The data that follows should be copied out exactly.

(Records from a dataset)

__________

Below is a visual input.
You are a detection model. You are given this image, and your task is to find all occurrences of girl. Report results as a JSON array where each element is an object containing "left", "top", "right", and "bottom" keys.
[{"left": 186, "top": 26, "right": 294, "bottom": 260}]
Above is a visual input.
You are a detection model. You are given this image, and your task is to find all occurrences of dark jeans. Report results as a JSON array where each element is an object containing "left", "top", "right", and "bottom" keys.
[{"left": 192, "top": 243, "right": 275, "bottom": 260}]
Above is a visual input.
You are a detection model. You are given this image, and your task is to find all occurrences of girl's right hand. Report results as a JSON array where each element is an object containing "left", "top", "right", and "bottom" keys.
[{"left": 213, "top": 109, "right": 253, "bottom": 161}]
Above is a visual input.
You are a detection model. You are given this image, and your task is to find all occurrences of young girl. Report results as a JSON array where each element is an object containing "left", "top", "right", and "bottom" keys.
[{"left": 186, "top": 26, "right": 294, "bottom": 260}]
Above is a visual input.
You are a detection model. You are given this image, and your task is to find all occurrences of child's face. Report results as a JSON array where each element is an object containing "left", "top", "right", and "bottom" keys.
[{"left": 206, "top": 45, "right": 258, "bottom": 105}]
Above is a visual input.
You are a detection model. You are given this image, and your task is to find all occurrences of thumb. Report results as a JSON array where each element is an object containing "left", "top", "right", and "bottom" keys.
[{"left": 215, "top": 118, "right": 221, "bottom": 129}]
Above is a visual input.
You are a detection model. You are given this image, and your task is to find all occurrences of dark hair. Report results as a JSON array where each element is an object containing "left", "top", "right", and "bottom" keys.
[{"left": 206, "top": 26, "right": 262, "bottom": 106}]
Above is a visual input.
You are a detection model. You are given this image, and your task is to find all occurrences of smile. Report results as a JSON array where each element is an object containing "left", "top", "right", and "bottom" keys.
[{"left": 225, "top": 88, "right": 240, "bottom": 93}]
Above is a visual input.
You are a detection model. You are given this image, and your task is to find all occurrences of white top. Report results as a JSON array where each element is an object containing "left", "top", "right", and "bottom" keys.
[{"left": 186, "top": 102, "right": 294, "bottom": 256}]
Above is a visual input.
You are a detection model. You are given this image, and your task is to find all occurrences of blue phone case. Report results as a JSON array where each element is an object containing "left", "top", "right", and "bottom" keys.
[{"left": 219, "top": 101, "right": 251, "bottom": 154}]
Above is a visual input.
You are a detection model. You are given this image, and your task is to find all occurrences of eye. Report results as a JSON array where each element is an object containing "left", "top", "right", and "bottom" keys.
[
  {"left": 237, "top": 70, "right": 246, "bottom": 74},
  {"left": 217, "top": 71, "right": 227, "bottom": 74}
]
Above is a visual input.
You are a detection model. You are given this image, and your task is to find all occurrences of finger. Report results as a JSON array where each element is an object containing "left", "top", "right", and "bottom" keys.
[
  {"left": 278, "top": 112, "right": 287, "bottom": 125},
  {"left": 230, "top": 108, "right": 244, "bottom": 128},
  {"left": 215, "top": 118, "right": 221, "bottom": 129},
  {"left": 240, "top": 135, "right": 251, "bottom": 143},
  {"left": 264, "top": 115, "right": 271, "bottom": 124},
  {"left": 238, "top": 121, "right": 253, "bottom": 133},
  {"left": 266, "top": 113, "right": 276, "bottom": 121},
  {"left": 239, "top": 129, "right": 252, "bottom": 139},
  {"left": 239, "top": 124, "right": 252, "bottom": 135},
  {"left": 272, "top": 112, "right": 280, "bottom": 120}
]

__________

RESPONSE TO THIS TASK:
Below is a visual input.
You are a detection model. You are given this image, and your task is to find all occurrences of girl. Report results as a JSON array where each element is an object containing "left", "top", "right", and "bottom" keys.
[{"left": 186, "top": 26, "right": 294, "bottom": 260}]
Above is a visual input.
You are a detection model. You are given this image, and your task is to find all occurrences of dark jeans. Report results as a JSON array where each element is an object containing "left", "top", "right", and "bottom" keys.
[{"left": 192, "top": 243, "right": 275, "bottom": 260}]
Above is a visual input.
You are a detection model. You are given this image, and your task is to find all occurrences of girl's right hand. Report results as a JSON array where each element is an object containing "left", "top", "right", and "bottom" keys.
[{"left": 213, "top": 109, "right": 253, "bottom": 161}]
Above is a visual input.
You are a detection model. You are given this image, and your task is to find all occurrences of young girl. Report results as a JSON array where each element is an object containing "left", "top", "right", and "bottom" keys.
[{"left": 186, "top": 26, "right": 294, "bottom": 260}]
Above is a visual input.
You are a detection model. You are given this image, and your task is to find all occurrences of child's face. Report results as a JSON array where each element is an object containing "left", "top", "right", and "bottom" keys.
[{"left": 206, "top": 45, "right": 258, "bottom": 105}]
Above is a visual input.
You are a detection model. You are given this image, and your task is to find all occurrences of thumb. Report results as a JSON array where each element is an object containing "left", "top", "right", and "bottom" keys.
[{"left": 215, "top": 118, "right": 221, "bottom": 129}]
Above is a visual input.
You are a detection model. You are given this image, and your task is to find all occurrences of dark hair. Report results as a JSON array where each element is an object containing "left", "top", "right", and "bottom" keys.
[{"left": 206, "top": 26, "right": 262, "bottom": 106}]
Above is a visual input.
You are a detection model. You are given this image, and your task is to find all occurrences of smile. Report results as a JSON array where each element is an object containing "left", "top", "right", and "bottom" keys.
[{"left": 225, "top": 88, "right": 240, "bottom": 93}]
Above is a visual input.
You are a detection model. You are given this image, and your task is to find all occurrences of white top. Report results as a JSON array where each element is an object containing "left", "top", "right", and "bottom" keys.
[{"left": 186, "top": 102, "right": 294, "bottom": 256}]
Above is a visual input.
You are a detection model. You are given this image, and your task is to find all occurrences of blue phone case. Report results as a JSON array where each element is an object containing "left", "top", "right", and "bottom" keys.
[{"left": 219, "top": 101, "right": 251, "bottom": 154}]
Above is a visual input.
You are a detection model. You are given this image, and your task is to find all occurrences of eye. Report results as a JSON array where each element is an object containing "left", "top", "right", and "bottom" keys.
[
  {"left": 237, "top": 70, "right": 246, "bottom": 74},
  {"left": 217, "top": 71, "right": 227, "bottom": 74}
]
Above is a visual input.
You are a detection model. You are given this image, and your task is to find all occurrences of finger. Report results as a JSON array where each element is an object containing "left", "top", "right", and "bottom" keys.
[
  {"left": 278, "top": 112, "right": 287, "bottom": 125},
  {"left": 230, "top": 108, "right": 244, "bottom": 128},
  {"left": 215, "top": 118, "right": 221, "bottom": 129},
  {"left": 240, "top": 135, "right": 251, "bottom": 143},
  {"left": 264, "top": 115, "right": 271, "bottom": 124},
  {"left": 238, "top": 121, "right": 253, "bottom": 133},
  {"left": 266, "top": 113, "right": 276, "bottom": 121},
  {"left": 239, "top": 129, "right": 252, "bottom": 139},
  {"left": 239, "top": 124, "right": 252, "bottom": 135},
  {"left": 272, "top": 112, "right": 280, "bottom": 120}
]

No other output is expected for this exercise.